### [The problem]
Search the listing below for the line containing "Target: rock rubble". From there through the line containing "Tag the electricity", transcribe every line exactly, both ends included.

### [Extracted material]

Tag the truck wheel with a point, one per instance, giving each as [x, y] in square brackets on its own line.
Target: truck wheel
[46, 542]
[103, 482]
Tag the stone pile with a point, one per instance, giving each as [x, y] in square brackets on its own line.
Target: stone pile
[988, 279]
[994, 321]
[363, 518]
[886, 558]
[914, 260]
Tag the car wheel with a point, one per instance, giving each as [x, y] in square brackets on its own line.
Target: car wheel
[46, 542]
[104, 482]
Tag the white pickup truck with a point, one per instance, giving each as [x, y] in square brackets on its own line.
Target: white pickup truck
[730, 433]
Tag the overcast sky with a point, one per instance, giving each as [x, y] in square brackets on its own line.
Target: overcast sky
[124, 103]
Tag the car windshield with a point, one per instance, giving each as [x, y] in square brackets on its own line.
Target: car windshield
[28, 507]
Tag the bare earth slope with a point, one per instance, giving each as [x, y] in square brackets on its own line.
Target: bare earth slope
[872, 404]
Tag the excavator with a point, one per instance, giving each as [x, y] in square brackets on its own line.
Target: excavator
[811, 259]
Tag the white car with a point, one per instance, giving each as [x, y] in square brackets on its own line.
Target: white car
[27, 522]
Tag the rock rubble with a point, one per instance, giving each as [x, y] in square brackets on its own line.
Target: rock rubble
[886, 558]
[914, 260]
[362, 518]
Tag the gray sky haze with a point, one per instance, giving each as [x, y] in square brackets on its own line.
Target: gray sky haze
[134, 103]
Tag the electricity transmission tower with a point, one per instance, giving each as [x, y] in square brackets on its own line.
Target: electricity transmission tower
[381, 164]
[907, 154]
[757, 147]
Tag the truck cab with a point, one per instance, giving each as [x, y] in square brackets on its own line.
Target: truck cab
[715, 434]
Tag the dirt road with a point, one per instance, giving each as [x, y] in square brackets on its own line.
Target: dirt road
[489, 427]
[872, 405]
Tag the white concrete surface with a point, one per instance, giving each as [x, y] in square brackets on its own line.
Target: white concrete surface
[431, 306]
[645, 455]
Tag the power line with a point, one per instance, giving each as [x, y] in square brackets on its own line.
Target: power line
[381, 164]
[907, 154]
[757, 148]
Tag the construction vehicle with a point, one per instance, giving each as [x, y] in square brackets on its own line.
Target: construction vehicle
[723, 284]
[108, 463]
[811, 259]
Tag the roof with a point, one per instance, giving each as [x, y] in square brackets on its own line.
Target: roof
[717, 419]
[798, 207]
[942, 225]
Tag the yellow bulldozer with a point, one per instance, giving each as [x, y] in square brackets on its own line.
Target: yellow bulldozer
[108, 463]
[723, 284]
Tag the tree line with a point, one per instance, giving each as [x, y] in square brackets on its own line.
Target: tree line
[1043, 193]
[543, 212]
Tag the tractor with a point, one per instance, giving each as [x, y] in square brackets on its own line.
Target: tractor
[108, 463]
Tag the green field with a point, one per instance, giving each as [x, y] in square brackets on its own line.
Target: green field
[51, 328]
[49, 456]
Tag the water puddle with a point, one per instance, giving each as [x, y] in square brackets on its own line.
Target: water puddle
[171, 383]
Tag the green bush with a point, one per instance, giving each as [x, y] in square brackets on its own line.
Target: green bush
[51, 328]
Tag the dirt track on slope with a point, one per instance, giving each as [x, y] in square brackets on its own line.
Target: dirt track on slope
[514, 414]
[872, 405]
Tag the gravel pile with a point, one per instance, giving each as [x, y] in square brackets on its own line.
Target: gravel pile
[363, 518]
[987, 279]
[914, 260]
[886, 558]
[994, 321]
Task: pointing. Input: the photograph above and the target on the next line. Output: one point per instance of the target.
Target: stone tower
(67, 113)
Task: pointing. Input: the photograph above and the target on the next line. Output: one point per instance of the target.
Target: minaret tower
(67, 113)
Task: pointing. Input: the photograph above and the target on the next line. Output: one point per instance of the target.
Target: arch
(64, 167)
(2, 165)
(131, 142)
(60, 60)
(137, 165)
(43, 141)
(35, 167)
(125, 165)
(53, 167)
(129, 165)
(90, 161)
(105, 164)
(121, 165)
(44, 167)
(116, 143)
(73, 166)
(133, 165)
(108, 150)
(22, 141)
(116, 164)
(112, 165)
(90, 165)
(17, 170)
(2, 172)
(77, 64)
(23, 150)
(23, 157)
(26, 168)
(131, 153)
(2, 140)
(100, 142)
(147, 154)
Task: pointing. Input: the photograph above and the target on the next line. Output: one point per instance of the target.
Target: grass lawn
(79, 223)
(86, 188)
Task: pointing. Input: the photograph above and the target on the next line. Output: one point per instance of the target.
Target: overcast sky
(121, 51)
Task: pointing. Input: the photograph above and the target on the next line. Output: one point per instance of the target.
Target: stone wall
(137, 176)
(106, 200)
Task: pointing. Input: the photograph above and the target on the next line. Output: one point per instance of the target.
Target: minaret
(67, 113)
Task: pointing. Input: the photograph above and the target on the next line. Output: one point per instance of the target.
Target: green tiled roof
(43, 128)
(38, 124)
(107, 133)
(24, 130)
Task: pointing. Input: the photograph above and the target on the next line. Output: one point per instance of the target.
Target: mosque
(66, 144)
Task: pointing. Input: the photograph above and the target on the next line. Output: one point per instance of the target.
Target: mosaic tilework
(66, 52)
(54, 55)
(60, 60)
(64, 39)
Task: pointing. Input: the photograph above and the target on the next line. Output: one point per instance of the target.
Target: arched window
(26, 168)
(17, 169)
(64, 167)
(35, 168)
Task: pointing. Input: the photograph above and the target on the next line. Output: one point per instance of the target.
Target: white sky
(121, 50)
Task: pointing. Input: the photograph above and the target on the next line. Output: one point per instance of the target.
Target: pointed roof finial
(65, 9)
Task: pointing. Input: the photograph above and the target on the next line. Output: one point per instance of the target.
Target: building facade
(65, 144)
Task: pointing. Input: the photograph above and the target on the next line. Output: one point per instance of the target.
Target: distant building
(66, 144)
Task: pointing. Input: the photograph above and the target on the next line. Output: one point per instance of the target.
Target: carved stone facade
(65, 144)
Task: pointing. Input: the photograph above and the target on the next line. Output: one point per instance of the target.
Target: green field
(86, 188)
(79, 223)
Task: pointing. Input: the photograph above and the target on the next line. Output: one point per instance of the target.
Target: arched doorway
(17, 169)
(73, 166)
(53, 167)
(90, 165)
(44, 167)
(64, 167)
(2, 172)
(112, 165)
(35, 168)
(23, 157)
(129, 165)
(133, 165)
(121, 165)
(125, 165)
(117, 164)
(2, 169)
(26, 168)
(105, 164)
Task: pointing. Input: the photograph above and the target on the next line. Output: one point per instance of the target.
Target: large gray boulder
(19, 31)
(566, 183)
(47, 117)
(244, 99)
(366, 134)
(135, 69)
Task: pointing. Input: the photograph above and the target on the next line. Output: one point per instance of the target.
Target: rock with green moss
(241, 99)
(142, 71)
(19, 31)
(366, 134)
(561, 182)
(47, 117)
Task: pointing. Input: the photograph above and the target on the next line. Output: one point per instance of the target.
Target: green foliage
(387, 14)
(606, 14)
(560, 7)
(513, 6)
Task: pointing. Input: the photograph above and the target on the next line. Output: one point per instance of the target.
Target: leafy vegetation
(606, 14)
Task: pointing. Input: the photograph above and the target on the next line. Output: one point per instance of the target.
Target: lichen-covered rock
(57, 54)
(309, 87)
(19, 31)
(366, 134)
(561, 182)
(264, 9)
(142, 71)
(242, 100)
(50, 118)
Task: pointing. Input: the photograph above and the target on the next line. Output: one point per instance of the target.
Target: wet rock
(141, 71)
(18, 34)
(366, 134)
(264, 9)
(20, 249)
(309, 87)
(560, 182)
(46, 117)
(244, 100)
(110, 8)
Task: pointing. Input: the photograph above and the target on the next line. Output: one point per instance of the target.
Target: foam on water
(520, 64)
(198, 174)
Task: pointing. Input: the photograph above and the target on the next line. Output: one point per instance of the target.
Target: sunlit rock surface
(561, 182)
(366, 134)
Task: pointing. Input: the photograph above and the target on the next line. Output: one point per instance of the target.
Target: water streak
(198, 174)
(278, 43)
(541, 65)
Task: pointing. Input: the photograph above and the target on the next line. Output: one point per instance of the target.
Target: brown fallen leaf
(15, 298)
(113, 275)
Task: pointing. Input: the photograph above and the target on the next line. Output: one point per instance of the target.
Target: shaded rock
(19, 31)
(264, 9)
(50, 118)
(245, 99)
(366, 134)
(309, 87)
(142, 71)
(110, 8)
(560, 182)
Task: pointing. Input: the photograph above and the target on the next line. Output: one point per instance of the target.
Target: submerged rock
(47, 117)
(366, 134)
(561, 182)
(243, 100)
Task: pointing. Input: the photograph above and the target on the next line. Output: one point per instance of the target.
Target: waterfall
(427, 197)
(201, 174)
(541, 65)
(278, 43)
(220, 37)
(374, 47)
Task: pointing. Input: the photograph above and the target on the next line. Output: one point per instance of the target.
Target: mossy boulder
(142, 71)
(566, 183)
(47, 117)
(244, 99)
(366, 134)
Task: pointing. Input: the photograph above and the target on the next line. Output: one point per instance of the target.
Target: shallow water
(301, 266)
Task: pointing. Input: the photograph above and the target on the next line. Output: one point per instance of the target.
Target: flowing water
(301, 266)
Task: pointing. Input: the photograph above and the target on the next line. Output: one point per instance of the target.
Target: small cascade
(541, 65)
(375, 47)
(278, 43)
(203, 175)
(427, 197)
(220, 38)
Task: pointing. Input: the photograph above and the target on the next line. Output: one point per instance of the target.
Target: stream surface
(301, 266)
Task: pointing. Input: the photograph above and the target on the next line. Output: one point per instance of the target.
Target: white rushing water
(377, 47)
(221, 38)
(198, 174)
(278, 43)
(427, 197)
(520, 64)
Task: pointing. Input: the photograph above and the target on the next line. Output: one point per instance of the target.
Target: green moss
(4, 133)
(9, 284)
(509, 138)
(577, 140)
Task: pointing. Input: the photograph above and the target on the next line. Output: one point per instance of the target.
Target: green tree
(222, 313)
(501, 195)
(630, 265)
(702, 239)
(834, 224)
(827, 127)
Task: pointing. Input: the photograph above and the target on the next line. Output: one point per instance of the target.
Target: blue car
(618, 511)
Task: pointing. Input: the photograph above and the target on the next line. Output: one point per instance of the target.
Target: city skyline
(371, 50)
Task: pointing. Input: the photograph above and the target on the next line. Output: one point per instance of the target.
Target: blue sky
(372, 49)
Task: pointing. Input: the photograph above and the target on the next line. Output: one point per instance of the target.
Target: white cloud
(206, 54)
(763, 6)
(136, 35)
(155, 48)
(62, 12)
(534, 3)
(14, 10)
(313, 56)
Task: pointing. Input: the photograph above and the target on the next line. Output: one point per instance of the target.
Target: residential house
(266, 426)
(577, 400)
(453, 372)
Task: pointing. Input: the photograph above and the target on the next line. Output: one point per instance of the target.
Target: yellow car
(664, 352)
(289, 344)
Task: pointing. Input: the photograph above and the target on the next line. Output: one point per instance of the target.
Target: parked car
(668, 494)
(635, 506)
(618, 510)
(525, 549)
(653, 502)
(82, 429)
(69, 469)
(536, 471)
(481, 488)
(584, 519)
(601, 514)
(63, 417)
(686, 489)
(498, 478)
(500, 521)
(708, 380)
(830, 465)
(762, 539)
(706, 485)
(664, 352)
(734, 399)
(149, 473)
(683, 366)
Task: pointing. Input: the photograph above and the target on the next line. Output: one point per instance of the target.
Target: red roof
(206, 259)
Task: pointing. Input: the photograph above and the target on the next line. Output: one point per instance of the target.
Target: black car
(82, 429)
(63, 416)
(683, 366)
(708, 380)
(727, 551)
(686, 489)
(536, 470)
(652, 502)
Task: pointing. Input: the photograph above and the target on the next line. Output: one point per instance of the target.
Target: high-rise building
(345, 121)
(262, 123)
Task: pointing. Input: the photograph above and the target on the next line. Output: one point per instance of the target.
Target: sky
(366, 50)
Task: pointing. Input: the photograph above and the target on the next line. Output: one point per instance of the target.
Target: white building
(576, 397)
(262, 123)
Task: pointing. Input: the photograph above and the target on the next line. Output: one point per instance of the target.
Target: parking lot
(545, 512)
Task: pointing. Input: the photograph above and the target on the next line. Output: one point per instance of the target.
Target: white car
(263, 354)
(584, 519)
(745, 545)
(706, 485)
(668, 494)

### [Task output]
Target: rock rubble
[886, 558]
[914, 260]
[362, 518]
Tag the gray sky haze with a point, one per instance, giving each as [x, y] in square brackets on its own line.
Target: gray sky haze
[134, 103]
Tag the electricity transmission tower with a point, one per instance, giving each as [x, y] in square brackets on its own line.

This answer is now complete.